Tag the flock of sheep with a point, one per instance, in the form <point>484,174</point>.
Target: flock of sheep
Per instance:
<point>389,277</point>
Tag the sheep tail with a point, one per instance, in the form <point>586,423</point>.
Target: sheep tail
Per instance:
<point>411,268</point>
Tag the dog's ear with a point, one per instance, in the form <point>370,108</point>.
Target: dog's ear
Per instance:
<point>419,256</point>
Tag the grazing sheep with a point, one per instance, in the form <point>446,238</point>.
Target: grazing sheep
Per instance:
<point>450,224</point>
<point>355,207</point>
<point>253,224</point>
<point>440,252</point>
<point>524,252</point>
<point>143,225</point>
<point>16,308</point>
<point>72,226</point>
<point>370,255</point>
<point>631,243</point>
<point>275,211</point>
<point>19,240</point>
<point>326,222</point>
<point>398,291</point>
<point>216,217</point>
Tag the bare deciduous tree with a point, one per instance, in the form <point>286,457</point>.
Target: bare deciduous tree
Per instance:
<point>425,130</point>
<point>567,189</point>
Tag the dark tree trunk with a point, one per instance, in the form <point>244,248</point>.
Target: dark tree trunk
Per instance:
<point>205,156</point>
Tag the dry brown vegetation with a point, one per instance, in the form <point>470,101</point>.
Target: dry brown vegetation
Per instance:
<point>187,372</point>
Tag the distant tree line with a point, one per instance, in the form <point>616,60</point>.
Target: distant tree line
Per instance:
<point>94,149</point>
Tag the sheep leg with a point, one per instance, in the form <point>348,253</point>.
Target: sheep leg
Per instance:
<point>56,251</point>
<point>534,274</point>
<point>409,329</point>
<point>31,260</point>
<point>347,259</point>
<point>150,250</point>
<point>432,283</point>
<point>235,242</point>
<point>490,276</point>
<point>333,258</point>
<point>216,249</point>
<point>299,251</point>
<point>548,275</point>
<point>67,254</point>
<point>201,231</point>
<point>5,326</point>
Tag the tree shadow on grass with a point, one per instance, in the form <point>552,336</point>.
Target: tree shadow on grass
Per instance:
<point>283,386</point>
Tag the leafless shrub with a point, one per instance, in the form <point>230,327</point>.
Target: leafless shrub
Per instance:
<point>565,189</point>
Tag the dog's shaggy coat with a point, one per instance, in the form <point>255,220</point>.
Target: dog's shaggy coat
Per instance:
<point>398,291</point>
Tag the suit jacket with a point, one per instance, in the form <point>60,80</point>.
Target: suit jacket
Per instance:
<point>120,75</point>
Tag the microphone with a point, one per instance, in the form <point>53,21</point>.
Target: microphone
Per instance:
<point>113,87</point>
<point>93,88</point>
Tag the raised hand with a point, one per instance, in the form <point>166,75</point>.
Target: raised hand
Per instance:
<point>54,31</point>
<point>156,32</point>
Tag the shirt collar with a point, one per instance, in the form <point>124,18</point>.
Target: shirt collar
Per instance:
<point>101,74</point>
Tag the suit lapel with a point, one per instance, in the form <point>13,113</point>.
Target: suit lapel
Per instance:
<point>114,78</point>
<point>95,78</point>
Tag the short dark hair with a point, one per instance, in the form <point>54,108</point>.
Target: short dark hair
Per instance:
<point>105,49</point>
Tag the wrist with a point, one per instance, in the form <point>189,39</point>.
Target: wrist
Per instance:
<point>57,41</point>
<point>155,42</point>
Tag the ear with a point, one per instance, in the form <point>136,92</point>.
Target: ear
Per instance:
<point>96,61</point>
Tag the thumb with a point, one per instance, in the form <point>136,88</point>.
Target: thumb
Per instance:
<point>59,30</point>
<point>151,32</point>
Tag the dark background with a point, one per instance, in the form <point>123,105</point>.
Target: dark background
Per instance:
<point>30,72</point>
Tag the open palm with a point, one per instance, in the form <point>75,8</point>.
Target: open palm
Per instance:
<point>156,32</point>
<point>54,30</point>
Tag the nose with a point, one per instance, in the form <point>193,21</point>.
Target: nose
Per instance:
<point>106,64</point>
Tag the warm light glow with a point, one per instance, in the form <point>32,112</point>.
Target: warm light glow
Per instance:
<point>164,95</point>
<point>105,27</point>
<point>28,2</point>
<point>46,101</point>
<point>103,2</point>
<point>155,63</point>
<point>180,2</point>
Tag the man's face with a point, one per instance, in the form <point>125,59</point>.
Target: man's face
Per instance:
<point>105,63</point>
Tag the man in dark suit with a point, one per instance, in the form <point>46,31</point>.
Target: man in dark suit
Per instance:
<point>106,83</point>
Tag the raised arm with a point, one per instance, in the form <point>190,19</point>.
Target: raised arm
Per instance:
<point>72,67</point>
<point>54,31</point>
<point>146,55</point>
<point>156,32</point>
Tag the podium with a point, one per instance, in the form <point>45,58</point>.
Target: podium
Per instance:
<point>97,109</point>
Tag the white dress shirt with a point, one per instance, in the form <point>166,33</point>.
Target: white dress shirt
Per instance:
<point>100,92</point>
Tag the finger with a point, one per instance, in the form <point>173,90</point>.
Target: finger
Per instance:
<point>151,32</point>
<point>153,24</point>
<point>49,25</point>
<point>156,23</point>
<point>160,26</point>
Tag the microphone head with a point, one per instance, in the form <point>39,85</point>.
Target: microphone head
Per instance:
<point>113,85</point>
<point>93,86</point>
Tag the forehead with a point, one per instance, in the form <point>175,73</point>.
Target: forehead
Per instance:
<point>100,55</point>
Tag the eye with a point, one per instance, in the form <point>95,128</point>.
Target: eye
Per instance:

> [Problem statement] Return all of the entries above, reproducing every line without any change.

> [Completed exercise]
Tag the flock of sheep with a point, one per instance, in the form <point>484,174</point>.
Target: flock of sheep
Per instance:
<point>389,277</point>
Tag the sheep tail with a point, one per instance, in the form <point>586,423</point>.
Target: sheep tail
Per instance:
<point>411,268</point>
Tag the dog's ear with a point, one per instance, in the form <point>370,108</point>.
Target: dog's ear
Per instance:
<point>419,256</point>
Tag the grazing sheep with a point, one per instance, in the form <point>446,238</point>.
Target: grazing sheep
Per instance:
<point>450,224</point>
<point>355,207</point>
<point>253,224</point>
<point>440,252</point>
<point>524,252</point>
<point>143,225</point>
<point>16,308</point>
<point>72,226</point>
<point>370,255</point>
<point>631,243</point>
<point>275,211</point>
<point>19,240</point>
<point>326,222</point>
<point>398,291</point>
<point>216,217</point>
Tag the bare deciduous tree with a point, one per instance, in the form <point>286,457</point>.
Target: bare deciduous tree
Per instance:
<point>425,130</point>
<point>567,189</point>
Tag the dark tree trunk with a point, one per instance, in the form <point>244,248</point>.
Target: dark tree trunk
Per instance:
<point>205,156</point>
Tag the dry brown vegetation with a point, one per instance, in the form <point>470,101</point>.
Target: dry brown vegetation
Per instance:
<point>187,372</point>
Tag the distant tree line with a point, one per instance, in the form <point>616,60</point>.
Target: distant tree line
Per instance:
<point>94,149</point>
Tag the sheep leg with a point, one per instance, in the form <point>348,253</point>.
Target: sheep leg
Per instance:
<point>56,251</point>
<point>534,274</point>
<point>409,329</point>
<point>31,260</point>
<point>347,259</point>
<point>150,250</point>
<point>432,283</point>
<point>235,242</point>
<point>490,276</point>
<point>333,258</point>
<point>216,249</point>
<point>299,251</point>
<point>548,275</point>
<point>67,254</point>
<point>201,231</point>
<point>5,326</point>
Tag the tree shadow on grass with a point, one per instance, in the form <point>552,336</point>.
Target: tree shadow on grass
Per instance:
<point>283,386</point>
Tag the leafless shrub with a point, one per instance, in the form <point>230,327</point>.
Target: leafless shrub
Per instance:
<point>565,189</point>
Tag the dog's shaggy coat with a point, one per instance, in the form <point>255,220</point>.
Target: dog's shaggy coat
Per instance:
<point>398,291</point>
Tag the suit jacket with a point, one per instance, in the form <point>60,80</point>.
Target: suit jacket
Per instance:
<point>120,75</point>
Tag the microphone with a point, one per instance, in the form <point>53,21</point>.
Target: microphone
Per instance:
<point>113,87</point>
<point>93,88</point>
Tag the raised hand with a point, one per instance, in the form <point>166,75</point>.
Target: raised hand
Per instance:
<point>54,31</point>
<point>156,32</point>
Tag the shirt collar with a point, one per instance, in the form <point>124,18</point>.
Target: shirt collar
Per instance:
<point>101,74</point>
Tag the suit lapel with a point, one per instance, in the form <point>13,113</point>.
Target: suit lapel
Per instance:
<point>114,78</point>
<point>95,78</point>
Tag the short dark hair with a point, one per instance, in the form <point>54,108</point>.
Target: short dark hair
Per instance:
<point>105,49</point>
Tag the wrist with a point, one per instance, in the form <point>189,39</point>.
Target: wrist
Per instance:
<point>57,41</point>
<point>155,42</point>
Tag the ear with a point, one per instance, in the form <point>136,92</point>.
Target: ear
Per instance:
<point>96,61</point>
Tag the thumb with a point, one per instance, in the form <point>136,88</point>.
Target: thumb
Per instance:
<point>59,30</point>
<point>151,32</point>
Tag the dark background with a point, one per instance, in the form <point>123,105</point>.
Target: dark background
Per instance:
<point>30,72</point>
Tag the open palm with a point, one per instance, in the form <point>75,8</point>.
Target: open palm
Per instance:
<point>156,32</point>
<point>54,30</point>
Tag the nose with a point, one per instance, in the form <point>193,21</point>.
Target: nose
Per instance:
<point>106,64</point>
Tag the warm light glow with a point, one per instance, in the form <point>32,112</point>.
Target: warm light glow
Per instance:
<point>164,95</point>
<point>105,27</point>
<point>28,2</point>
<point>46,101</point>
<point>103,2</point>
<point>155,63</point>
<point>180,2</point>
Tag the man's face with a point, one per instance, in the form <point>125,59</point>.
Target: man's face
Per instance:
<point>105,63</point>
Tag the man in dark suit with a point, one per instance, in the form <point>46,31</point>.
Target: man in dark suit
Per instance:
<point>106,83</point>
Tag the raised arm with a point, one per instance, in the form <point>190,19</point>.
Target: raised arm
Per instance:
<point>72,67</point>
<point>54,31</point>
<point>146,55</point>
<point>156,32</point>
Tag the podium with a point, one per instance, in the form <point>45,58</point>.
Target: podium
Per instance:
<point>97,109</point>
Tag the white dress shirt with a point, one per instance, in the form <point>166,33</point>.
Target: white dress shirt
Per instance:
<point>100,92</point>
Tag the finger with a point, one per instance, in the form <point>173,90</point>.
Target: finger
Per instance:
<point>151,32</point>
<point>153,24</point>
<point>49,25</point>
<point>156,23</point>
<point>160,26</point>
Tag the microphone head with a point, one per instance, in the form <point>39,85</point>.
Target: microphone head
Per instance:
<point>113,85</point>
<point>93,86</point>
Tag the forehead with a point, one per instance, in the form <point>175,73</point>.
Target: forehead
Per instance:
<point>100,55</point>
Tag the eye with a point, one per instance, in the form <point>95,128</point>.
Target: eye
Per instance:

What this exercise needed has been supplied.